# Provided records:
■ ■ ■
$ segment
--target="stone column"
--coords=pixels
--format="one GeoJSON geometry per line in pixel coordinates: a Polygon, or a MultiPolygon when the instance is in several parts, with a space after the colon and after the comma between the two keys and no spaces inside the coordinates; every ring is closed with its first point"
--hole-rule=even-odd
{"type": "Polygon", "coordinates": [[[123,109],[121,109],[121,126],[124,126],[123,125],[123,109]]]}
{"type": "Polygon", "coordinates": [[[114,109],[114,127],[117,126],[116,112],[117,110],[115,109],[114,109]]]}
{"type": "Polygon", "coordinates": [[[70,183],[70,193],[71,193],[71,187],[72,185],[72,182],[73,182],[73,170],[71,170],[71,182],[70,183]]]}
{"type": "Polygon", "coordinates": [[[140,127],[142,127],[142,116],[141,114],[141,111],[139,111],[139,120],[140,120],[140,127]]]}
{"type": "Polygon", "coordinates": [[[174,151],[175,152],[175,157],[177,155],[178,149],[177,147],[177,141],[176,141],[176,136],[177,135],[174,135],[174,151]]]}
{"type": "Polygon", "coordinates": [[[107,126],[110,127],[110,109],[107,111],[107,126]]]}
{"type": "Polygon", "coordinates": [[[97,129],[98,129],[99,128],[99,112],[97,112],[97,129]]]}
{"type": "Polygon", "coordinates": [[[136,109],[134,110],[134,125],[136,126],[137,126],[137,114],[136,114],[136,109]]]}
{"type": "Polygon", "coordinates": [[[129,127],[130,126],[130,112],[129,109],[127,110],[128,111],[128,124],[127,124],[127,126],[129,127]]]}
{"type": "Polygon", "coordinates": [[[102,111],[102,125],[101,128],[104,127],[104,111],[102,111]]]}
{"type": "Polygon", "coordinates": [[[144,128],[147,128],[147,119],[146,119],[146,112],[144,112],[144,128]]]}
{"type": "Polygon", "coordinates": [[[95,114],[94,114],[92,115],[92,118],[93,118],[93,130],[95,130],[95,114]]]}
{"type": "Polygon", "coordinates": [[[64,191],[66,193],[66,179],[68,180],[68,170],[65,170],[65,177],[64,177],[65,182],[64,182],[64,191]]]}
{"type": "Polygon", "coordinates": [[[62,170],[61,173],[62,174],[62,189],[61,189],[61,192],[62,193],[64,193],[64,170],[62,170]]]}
■ ■ ■
# Task brief:
Reproduce every line of the listing above verbatim, keeping each character and space unchanged.

# Exercise solution:
$ segment
--target="stone column"
--coords=pixels
--format="one GeoJSON geometry per line in pixel coordinates: a Polygon, or a MultiPolygon when the instance is in several parts, with a space after the colon and after the comma between the two keys and no spaces inside the coordinates; every ring is closed with its first point"
--hole-rule=even-odd
{"type": "Polygon", "coordinates": [[[123,109],[121,109],[121,126],[124,126],[123,125],[123,109]]]}
{"type": "Polygon", "coordinates": [[[114,109],[114,127],[117,126],[116,112],[117,110],[115,109],[114,109]]]}
{"type": "Polygon", "coordinates": [[[70,183],[70,193],[71,193],[71,187],[72,185],[72,182],[73,182],[73,170],[71,170],[71,182],[70,183]]]}
{"type": "Polygon", "coordinates": [[[140,127],[142,127],[142,116],[141,114],[141,111],[139,111],[139,120],[140,120],[140,127]]]}
{"type": "Polygon", "coordinates": [[[174,151],[175,152],[175,157],[177,155],[178,149],[177,147],[177,141],[176,141],[176,136],[177,135],[174,135],[174,151]]]}
{"type": "Polygon", "coordinates": [[[107,126],[110,127],[110,109],[107,111],[107,126]]]}
{"type": "Polygon", "coordinates": [[[97,129],[98,129],[99,128],[99,112],[97,112],[97,129]]]}
{"type": "Polygon", "coordinates": [[[136,109],[134,110],[134,125],[136,126],[137,126],[137,114],[136,114],[136,109]]]}
{"type": "Polygon", "coordinates": [[[129,127],[130,126],[130,112],[129,109],[127,110],[128,111],[128,124],[127,124],[127,126],[129,127]]]}
{"type": "Polygon", "coordinates": [[[102,111],[102,125],[101,128],[104,127],[104,111],[102,111]]]}
{"type": "Polygon", "coordinates": [[[144,128],[147,128],[147,119],[146,119],[146,112],[144,112],[144,128]]]}
{"type": "Polygon", "coordinates": [[[95,114],[94,114],[92,115],[92,118],[93,118],[93,130],[95,130],[95,114]]]}
{"type": "Polygon", "coordinates": [[[64,191],[66,193],[66,179],[68,180],[68,170],[65,170],[65,177],[64,177],[65,182],[64,182],[64,191]]]}
{"type": "Polygon", "coordinates": [[[62,170],[61,173],[62,174],[62,189],[61,189],[61,192],[62,193],[64,193],[64,170],[62,170]]]}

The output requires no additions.